* BEGIN Data section *
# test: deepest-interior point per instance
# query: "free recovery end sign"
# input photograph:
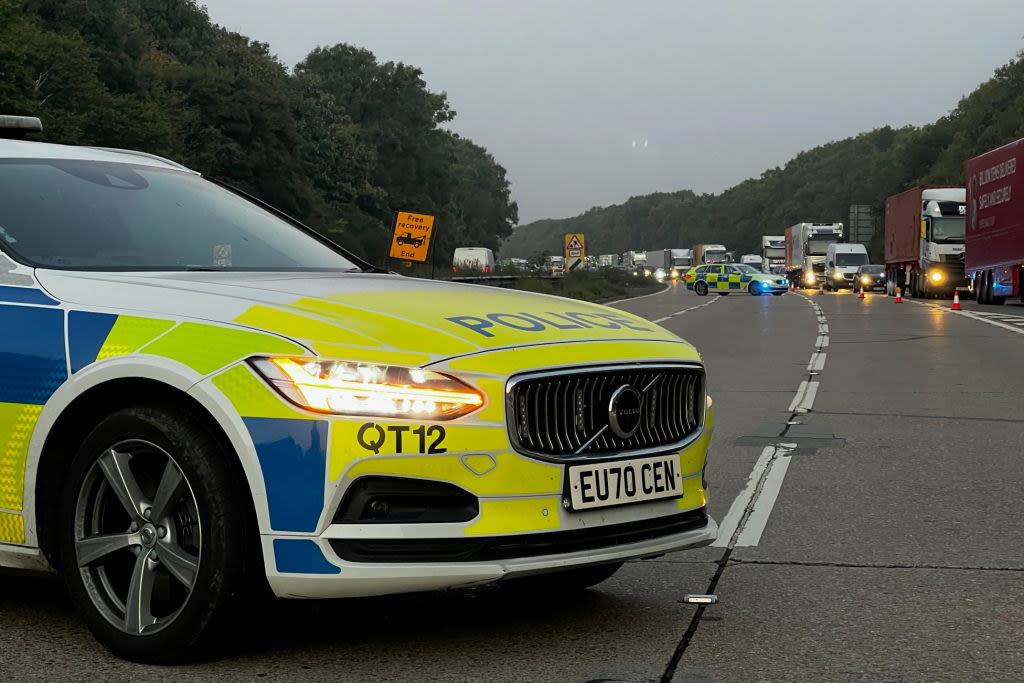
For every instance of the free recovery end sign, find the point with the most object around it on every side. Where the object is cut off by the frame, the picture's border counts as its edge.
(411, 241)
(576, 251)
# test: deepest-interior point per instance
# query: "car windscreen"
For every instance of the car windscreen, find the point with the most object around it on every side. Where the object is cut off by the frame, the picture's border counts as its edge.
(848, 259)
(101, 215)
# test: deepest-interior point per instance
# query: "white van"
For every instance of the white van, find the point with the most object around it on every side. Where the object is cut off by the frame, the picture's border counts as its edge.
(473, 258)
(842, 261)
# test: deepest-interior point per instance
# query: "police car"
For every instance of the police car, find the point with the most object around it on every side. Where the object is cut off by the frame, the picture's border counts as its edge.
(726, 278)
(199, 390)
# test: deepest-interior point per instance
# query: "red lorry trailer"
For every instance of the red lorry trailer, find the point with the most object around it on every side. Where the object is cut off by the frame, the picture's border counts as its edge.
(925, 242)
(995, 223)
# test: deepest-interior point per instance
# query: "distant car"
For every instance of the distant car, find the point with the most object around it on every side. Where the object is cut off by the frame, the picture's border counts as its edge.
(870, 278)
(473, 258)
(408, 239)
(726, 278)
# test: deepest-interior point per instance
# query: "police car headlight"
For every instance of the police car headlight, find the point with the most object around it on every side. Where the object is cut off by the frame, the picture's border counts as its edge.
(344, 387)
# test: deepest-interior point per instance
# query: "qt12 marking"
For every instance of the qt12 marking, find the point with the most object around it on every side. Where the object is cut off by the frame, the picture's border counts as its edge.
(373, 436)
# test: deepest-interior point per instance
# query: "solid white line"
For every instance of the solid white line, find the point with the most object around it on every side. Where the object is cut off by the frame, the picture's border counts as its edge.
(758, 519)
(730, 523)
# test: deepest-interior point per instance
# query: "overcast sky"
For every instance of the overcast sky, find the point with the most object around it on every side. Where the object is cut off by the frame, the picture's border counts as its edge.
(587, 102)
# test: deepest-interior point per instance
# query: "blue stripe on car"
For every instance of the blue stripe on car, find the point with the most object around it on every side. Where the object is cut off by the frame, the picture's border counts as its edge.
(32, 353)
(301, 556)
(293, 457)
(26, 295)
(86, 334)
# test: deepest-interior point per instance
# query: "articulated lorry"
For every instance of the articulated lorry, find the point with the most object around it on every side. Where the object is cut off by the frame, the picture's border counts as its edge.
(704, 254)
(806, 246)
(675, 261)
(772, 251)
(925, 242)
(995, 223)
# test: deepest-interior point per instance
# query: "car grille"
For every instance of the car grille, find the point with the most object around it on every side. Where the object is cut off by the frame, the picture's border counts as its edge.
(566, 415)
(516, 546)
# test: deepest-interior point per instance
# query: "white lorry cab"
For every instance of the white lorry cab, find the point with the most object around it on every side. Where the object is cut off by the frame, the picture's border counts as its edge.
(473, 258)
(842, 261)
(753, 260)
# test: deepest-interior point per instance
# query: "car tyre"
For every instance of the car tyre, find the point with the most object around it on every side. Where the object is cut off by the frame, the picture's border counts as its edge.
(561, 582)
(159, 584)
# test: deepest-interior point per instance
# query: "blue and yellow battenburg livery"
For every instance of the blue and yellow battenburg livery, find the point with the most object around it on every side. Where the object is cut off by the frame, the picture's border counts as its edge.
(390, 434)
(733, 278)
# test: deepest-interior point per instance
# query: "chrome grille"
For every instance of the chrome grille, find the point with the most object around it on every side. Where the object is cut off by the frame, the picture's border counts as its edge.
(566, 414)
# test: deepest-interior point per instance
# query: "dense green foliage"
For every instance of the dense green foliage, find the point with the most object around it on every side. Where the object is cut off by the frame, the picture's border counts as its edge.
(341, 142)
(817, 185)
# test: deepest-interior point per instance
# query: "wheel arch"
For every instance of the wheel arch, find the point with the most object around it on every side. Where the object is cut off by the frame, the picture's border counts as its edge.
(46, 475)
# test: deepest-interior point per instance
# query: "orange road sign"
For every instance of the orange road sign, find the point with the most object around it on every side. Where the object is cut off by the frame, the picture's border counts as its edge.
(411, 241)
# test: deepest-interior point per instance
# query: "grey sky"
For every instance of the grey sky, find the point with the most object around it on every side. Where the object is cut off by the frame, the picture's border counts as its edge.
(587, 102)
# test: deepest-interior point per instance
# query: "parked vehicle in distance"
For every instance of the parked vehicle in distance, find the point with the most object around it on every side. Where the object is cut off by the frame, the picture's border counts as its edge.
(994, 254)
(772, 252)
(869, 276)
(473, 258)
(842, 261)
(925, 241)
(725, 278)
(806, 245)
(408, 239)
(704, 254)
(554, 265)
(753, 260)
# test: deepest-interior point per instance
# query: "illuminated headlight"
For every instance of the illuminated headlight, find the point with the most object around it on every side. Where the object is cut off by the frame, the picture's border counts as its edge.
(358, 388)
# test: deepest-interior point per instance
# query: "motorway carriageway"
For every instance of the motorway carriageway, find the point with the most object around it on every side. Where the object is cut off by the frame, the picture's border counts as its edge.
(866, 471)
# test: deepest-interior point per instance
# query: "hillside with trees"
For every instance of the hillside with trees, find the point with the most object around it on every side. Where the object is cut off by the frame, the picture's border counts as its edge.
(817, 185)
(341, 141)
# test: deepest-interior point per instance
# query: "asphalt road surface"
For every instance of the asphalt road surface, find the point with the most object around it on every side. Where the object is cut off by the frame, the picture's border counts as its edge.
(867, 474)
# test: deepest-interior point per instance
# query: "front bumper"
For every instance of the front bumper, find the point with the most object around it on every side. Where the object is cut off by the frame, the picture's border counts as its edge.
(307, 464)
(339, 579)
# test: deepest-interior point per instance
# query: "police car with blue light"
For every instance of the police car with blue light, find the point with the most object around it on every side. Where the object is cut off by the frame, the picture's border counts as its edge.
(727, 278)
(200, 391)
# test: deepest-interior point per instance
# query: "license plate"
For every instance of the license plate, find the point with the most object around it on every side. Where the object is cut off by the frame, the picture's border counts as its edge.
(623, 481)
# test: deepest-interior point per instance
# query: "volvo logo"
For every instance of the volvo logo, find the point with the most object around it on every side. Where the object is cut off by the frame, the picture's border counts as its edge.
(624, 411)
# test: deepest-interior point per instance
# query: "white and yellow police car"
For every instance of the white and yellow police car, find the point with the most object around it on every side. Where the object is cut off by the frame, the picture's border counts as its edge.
* END Data section *
## Brief
Gather each line of the listing above that contains the word "carriageway", and copy those lines out in full.

## Exercise result
# query: "motorway carriageway"
For every instance of the motorway carriageway, find the point with the most object around it on every side. Where the object is cut off by the frame, the picture's border counts as its edge.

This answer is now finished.